→ **Exercise aim**
Collect every line in the listing below that contains the word "sand", and copy each one in full.
****
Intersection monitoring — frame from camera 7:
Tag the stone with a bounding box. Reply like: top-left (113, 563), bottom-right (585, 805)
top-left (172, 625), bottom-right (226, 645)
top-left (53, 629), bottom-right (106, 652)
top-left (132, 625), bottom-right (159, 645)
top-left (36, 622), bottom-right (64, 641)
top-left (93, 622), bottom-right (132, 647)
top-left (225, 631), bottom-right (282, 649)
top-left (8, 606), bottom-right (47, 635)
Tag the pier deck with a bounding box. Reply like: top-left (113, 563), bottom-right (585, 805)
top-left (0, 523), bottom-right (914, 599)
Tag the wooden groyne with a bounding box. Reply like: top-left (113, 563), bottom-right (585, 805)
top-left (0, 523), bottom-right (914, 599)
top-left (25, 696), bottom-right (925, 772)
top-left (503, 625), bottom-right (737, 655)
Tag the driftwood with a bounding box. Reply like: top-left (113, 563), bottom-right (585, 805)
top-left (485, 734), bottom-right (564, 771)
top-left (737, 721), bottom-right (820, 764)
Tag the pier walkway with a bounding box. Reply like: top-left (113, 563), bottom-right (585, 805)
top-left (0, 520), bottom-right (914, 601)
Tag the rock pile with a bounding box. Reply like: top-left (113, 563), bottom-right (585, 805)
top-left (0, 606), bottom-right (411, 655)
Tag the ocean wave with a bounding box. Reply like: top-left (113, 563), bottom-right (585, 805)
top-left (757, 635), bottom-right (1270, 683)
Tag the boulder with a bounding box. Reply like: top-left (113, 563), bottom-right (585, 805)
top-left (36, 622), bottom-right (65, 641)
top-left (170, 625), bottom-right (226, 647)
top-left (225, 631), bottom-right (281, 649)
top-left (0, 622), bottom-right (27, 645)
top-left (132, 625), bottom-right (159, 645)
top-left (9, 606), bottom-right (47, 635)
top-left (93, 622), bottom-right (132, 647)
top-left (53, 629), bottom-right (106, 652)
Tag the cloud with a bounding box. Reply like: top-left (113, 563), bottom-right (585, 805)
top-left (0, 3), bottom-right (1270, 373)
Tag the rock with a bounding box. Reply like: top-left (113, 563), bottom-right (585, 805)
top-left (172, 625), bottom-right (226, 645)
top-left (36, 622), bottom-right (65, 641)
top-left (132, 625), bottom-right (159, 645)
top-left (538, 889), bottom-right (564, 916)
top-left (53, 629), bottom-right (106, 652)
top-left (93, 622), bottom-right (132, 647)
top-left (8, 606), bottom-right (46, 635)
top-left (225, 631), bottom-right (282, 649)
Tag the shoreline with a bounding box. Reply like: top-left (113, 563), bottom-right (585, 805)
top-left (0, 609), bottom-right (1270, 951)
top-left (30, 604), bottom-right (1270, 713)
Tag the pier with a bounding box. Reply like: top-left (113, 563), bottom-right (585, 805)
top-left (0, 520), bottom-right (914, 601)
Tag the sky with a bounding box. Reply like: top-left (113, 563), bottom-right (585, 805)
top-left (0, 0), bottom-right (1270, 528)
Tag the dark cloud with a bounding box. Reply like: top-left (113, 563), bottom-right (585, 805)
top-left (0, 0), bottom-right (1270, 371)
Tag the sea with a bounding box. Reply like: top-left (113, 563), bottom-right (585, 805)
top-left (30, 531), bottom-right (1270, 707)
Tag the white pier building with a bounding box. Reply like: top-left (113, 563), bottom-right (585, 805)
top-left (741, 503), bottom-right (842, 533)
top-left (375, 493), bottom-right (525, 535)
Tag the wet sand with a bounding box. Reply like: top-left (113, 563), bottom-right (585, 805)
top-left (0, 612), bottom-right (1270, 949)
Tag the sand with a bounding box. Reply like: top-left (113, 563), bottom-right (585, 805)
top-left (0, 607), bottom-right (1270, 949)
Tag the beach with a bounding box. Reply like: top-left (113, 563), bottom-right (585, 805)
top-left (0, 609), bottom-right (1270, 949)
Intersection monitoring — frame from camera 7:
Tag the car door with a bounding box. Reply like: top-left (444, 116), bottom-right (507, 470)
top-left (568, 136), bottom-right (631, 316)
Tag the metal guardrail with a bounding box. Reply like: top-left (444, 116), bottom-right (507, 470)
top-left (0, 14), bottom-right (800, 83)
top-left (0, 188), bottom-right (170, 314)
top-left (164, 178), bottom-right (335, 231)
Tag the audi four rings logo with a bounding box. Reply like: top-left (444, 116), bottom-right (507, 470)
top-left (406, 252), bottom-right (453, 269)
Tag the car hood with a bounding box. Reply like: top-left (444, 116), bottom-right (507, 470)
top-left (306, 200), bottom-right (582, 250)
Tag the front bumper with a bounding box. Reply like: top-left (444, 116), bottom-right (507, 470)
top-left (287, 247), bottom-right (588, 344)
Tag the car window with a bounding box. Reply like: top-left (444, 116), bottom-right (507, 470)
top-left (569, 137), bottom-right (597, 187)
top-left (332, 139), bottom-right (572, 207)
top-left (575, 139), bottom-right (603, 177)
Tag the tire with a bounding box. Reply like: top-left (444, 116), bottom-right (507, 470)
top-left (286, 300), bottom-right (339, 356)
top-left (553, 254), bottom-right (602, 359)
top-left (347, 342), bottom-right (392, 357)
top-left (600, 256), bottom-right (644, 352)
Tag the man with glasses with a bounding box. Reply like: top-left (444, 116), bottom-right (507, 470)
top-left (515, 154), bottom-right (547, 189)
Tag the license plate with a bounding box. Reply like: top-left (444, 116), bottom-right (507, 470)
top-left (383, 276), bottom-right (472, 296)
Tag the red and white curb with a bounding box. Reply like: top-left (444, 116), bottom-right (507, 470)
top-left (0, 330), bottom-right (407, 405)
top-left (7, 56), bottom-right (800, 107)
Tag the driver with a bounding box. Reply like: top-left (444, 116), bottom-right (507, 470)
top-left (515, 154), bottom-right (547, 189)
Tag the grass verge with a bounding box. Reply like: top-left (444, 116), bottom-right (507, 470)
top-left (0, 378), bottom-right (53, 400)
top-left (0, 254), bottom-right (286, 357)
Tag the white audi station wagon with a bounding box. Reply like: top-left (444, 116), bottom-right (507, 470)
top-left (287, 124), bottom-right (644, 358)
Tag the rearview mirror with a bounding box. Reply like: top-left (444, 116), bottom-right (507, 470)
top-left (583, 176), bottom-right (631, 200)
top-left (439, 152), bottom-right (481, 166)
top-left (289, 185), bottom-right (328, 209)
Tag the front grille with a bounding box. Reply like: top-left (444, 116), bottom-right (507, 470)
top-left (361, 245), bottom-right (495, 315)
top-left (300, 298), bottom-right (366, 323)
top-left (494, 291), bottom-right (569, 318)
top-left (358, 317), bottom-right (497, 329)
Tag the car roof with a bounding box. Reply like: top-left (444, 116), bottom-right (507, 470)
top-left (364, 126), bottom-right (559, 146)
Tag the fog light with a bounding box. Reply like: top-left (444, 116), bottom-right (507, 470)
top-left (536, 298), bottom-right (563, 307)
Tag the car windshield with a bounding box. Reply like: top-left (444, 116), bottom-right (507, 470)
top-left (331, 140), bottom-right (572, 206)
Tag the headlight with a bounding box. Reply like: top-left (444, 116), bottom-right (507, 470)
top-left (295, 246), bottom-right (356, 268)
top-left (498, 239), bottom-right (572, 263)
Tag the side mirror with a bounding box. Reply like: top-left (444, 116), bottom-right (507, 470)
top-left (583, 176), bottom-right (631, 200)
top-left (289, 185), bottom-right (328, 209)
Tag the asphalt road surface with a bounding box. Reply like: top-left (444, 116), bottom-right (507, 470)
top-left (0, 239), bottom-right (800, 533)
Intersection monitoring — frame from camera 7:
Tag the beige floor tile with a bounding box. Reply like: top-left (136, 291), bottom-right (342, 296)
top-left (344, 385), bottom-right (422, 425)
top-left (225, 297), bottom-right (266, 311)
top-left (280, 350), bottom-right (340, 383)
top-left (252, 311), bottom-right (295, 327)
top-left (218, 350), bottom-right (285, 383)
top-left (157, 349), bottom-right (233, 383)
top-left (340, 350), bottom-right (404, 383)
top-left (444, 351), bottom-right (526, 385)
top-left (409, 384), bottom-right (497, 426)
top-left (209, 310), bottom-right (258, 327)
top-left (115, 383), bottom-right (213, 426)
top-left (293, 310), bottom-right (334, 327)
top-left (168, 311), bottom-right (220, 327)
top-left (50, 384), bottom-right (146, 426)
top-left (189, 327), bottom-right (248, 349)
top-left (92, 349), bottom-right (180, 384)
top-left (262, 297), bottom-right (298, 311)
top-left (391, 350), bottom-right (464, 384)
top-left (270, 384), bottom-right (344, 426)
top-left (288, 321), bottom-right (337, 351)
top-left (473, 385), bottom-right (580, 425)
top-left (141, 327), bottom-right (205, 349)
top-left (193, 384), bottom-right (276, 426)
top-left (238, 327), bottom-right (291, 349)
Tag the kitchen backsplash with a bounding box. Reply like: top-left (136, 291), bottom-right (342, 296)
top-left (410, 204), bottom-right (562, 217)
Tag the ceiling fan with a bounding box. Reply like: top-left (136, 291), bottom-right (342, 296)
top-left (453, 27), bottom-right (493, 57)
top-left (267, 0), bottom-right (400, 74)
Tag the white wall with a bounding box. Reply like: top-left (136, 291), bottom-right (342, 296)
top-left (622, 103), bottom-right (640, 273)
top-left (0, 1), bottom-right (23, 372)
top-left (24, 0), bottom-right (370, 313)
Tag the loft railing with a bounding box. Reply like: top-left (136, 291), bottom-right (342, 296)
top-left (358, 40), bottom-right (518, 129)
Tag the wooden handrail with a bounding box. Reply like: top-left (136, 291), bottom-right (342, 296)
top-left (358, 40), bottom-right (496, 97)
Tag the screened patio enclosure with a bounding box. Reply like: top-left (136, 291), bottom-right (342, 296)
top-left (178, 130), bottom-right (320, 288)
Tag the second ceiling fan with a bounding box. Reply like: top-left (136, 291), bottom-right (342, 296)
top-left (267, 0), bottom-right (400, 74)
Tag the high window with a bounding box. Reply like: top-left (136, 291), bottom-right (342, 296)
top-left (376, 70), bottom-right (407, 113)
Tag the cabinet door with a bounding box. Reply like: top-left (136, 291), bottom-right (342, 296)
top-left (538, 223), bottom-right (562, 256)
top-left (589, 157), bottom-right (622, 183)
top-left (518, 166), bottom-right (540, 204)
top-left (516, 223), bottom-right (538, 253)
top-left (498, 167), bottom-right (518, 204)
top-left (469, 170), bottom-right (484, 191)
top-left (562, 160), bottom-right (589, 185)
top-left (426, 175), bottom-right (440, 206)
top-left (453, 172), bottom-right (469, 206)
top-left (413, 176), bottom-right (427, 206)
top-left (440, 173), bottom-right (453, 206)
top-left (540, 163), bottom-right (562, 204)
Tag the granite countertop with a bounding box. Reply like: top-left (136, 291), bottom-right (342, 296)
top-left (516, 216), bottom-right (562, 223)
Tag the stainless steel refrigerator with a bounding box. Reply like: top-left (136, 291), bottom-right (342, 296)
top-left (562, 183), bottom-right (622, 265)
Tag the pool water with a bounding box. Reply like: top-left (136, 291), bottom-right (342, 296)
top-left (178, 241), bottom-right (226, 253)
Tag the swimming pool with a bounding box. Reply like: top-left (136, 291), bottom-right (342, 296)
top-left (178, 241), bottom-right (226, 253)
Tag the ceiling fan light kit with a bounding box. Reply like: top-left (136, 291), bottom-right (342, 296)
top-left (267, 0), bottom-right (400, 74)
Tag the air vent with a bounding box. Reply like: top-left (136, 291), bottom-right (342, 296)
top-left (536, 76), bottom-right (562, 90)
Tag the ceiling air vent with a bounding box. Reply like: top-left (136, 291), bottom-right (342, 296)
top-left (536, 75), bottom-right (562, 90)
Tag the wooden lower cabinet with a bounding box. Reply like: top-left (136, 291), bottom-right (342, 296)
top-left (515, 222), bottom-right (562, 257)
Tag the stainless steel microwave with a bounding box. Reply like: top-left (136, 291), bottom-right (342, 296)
****
→ **Response to the exercise**
Tag the wet sand with a bounding box. Reply like: top-left (113, 563), bottom-right (585, 805)
Tag the sand with a bounding box. Reply like: top-left (113, 563), bottom-right (585, 805)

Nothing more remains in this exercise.